Problem requirements.
Will you write out all the entries below exactly?

[Recorded information start]

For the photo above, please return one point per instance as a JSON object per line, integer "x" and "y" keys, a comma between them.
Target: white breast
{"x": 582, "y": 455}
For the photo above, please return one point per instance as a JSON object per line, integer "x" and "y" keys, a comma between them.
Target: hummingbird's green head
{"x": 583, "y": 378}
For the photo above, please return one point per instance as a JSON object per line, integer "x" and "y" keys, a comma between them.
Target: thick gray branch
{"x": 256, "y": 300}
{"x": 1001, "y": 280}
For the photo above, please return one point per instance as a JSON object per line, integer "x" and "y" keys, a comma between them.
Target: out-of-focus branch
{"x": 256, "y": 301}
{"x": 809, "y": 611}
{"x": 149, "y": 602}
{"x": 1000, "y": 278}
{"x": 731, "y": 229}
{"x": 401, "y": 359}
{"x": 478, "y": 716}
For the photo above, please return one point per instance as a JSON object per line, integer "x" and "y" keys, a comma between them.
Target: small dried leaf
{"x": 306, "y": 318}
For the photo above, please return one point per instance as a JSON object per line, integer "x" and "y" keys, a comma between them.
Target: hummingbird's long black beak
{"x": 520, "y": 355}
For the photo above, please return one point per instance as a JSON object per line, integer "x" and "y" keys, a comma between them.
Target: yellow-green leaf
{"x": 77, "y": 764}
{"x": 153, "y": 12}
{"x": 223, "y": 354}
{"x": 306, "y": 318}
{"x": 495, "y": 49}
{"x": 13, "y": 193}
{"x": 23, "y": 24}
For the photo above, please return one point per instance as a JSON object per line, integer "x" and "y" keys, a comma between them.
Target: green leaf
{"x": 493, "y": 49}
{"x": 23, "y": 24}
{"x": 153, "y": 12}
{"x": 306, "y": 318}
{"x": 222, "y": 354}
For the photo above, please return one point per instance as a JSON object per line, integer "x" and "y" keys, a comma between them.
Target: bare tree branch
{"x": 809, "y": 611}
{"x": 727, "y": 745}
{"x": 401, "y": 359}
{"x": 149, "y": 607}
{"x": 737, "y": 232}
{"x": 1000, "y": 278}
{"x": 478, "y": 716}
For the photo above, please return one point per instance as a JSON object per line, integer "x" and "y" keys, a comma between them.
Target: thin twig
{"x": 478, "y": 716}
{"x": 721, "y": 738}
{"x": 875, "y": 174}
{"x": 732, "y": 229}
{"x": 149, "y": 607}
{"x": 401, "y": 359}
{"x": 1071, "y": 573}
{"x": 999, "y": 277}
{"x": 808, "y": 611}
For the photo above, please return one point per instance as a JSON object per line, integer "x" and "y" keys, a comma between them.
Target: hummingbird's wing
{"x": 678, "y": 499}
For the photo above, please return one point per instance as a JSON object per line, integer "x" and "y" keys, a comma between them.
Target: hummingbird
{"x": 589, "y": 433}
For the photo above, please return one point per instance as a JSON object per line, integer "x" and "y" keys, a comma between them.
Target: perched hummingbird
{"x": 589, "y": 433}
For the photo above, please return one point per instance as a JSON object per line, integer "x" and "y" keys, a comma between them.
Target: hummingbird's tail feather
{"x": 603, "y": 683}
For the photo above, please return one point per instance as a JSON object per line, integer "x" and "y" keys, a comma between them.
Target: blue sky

[Recorded information end]

Answer for the task.
For the photo above, please return one point per instance as a JSON object per line, integer "x" and "y" keys, a comma between them.
Target: white breast
{"x": 582, "y": 455}
For the photo above, please return one point per instance as a JSON object per line, integer "x" and "y" keys, a comma between them.
Target: hummingbird's green head
{"x": 583, "y": 378}
For the photo above, please return one point per instance as a JSON object per line, integer "x" and "y" keys, a comma between them.
Target: thick gray branch
{"x": 256, "y": 300}
{"x": 1001, "y": 280}
For the photo above, please return one point per instance as a JSON object per line, integer "x" and "y" keys, a comma between them.
Target: out-of-focus branch
{"x": 256, "y": 301}
{"x": 809, "y": 611}
{"x": 149, "y": 602}
{"x": 1000, "y": 278}
{"x": 731, "y": 229}
{"x": 401, "y": 359}
{"x": 478, "y": 716}
For the photo above, please return one point per instance as a JSON object per line, integer "x" and "y" keys, a comma between them.
Target: small dried leaf
{"x": 306, "y": 318}
For the photo above, please return one point per instance as a JSON object per line, integer "x" and "y" keys, a comma between them.
Target: hummingbird's long black beak
{"x": 520, "y": 355}
For the photo above, please return one point per instance as a JSON object per line, integer "x" and "y" keys, a comma between them.
Target: yellow-green leaf
{"x": 77, "y": 764}
{"x": 153, "y": 12}
{"x": 223, "y": 354}
{"x": 306, "y": 318}
{"x": 495, "y": 49}
{"x": 13, "y": 193}
{"x": 23, "y": 24}
For the photo above, please return one point per instance as a JSON object per line, integer "x" and "y" keys, a comma between them.
Target: green leaf
{"x": 493, "y": 49}
{"x": 23, "y": 24}
{"x": 153, "y": 12}
{"x": 306, "y": 318}
{"x": 222, "y": 354}
For the photo above, please return one point per instance as a JSON object per line, integer "x" and "y" keys, a comma between them.
Target: bare tree branch
{"x": 809, "y": 611}
{"x": 727, "y": 745}
{"x": 401, "y": 359}
{"x": 149, "y": 607}
{"x": 737, "y": 232}
{"x": 1000, "y": 278}
{"x": 478, "y": 716}
For the photo above, please return one point per instance as a JSON object per line, integer "x" and "y" keys, a comma between them.
Target: thin twig
{"x": 478, "y": 716}
{"x": 721, "y": 738}
{"x": 875, "y": 174}
{"x": 732, "y": 229}
{"x": 149, "y": 607}
{"x": 401, "y": 359}
{"x": 1071, "y": 573}
{"x": 999, "y": 277}
{"x": 808, "y": 611}
For the photo above, please return one point per instance as a JSON object per line, integer "x" and "y" keys, a comma between them.
Target: hummingbird's wing
{"x": 678, "y": 499}
For the photo above, please return one point per instance as a JSON object per line, integer "x" and "y" keys, a comma between them.
Target: hummingbird
{"x": 589, "y": 433}
For the photo above, please return one point per instance as a JSON object per line, integer "x" and "y" keys, a comma between them.
Target: perched hummingbird
{"x": 589, "y": 433}
For the photo above, please return one point per instance as a JSON object per line, integer "x" and "y" keys, a comma between them.
Target: hummingbird's tail feather
{"x": 603, "y": 683}
For the photo above, please return one point per instance as a JSON object per line, integer "x" and "y" keys, a comma between them.
Target: blue sky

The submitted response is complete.